*WRITTEN REQUEST*
Set down, in full, every record in the block.

*RECORDS SUPPLIED*
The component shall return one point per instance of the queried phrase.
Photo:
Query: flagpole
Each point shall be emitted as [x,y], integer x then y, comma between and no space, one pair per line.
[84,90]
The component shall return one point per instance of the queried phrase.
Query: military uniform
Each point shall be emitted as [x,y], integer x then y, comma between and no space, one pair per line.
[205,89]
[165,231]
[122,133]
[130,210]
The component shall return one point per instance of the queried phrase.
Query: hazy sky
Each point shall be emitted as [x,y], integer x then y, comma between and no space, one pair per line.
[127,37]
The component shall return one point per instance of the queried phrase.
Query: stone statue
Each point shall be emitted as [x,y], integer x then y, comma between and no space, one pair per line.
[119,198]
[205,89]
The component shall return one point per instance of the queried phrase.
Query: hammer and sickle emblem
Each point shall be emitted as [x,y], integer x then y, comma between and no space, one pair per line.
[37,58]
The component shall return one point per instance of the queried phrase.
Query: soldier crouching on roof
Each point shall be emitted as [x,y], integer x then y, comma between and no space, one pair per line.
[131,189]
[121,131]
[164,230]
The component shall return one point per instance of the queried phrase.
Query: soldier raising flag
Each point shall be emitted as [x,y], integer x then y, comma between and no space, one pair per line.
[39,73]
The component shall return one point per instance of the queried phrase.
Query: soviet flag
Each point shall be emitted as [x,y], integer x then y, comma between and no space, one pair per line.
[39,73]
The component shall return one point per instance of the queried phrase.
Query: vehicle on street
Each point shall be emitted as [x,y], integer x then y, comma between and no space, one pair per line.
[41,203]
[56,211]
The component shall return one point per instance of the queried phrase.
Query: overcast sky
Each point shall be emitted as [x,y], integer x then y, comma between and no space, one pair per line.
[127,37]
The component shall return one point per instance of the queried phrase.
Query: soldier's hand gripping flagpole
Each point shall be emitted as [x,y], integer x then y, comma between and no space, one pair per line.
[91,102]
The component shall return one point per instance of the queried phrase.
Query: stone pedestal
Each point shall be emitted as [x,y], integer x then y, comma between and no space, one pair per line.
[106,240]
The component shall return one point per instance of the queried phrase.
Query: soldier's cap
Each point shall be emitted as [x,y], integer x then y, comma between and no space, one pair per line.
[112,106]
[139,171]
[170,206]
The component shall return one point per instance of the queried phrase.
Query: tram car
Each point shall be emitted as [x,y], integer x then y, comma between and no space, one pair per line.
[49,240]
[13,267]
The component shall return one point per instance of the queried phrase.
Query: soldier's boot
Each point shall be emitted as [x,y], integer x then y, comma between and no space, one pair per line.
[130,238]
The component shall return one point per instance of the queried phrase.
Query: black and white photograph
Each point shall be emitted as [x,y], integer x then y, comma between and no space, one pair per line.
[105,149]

*RESULT FOR THIS EXERCISE*
The component shall return one point per instance of the queried phrase.
Photo:
Query: flagpole
Each point shall be emitted as [x,y], integer x then y, comma between and no space, one pair per line.
[84,90]
The component shall return one point per instance of the queried phrase.
Query: military uniform
Each point shall be emitted as [x,y], integer x then y, comma between and no space, one pair per line.
[205,89]
[165,231]
[122,133]
[130,210]
The component shall return one point per instance of the queried phrase.
Query: hazy sky
Each point shall be emitted as [x,y], integer x then y, comma between and no space, one pair per line.
[127,37]
The component shall return one point per instance of the queried phrase.
Query: stone statue
Each point shall be emitted as [x,y], integer x then y, comma between and no space, one pair per line.
[119,198]
[205,89]
The component shall return one point per instance of the queried phrase.
Query: hammer and sickle emblem
Each point shall be emitted as [x,y], integer x then y, comma between and no space, one pair per line.
[37,58]
The component shall return one point per instance of the queried phrase.
Query: soldier crouching on roof
Each point shall be emitted as [x,y], integer x then y, comma between and no space, one pair per line.
[131,189]
[121,131]
[164,230]
The component shall return one point per instance of the queried phrase.
Query: soldier raising flag
Each point shall be emitted as [x,y], integer x then y, comma between and no space, one pair per line.
[39,73]
The component shall return one point per instance of the queried phrase.
Query: soviet flag
Each point shall be emitted as [x,y], integer x then y, comma between and no space, one pair per line.
[39,73]
The component shall return one point per instance of the queried phrase.
Query: vehicle on street
Each point shall be emitted as [x,y], integer x then y, comma between and no space, one pair per line.
[41,203]
[56,211]
The component shall return one point per instance of the queried phrase.
Query: overcast sky
Each point shall be emitted as [x,y], integer x then y, comma between and no space, one pair per line.
[127,37]
The component shall return one point per instance of the queried phrase.
Query: soldier's hand gripping flagpole
Each point shall be emitted as [x,y], integer x then y, comma between and no space, one pair per line.
[91,102]
The component shall return one point per instance of the queried phrase.
Query: stone pedestal
Each point shall be emitted as [x,y], integer x then y, comma between and no space, one pair per line.
[106,240]
The component shall return one point per instance of the queried phrase.
Query: soldier's cap
Each point shall be emitted as [x,y], integer x then y, comma between and no space, one pair per line.
[112,106]
[139,171]
[170,206]
The component shall return one point per instance of the queried phrase.
Query: tram car
Each point shall be emitted as [x,y], integer x then y, comma between and no space, one pair per line.
[49,240]
[13,267]
The component shall return one point per instance of the queried phrase.
Query: soldier's boot
Each point shall be emitted as [x,y], integer x then y, comma between and no space, one pair per line.
[130,238]
The component shall return one point per instance of the queried phrase.
Query: black and white photograph
Each point shall be emitted as [x,y], integer x then y, comma between and no space, one pair per line.
[105,149]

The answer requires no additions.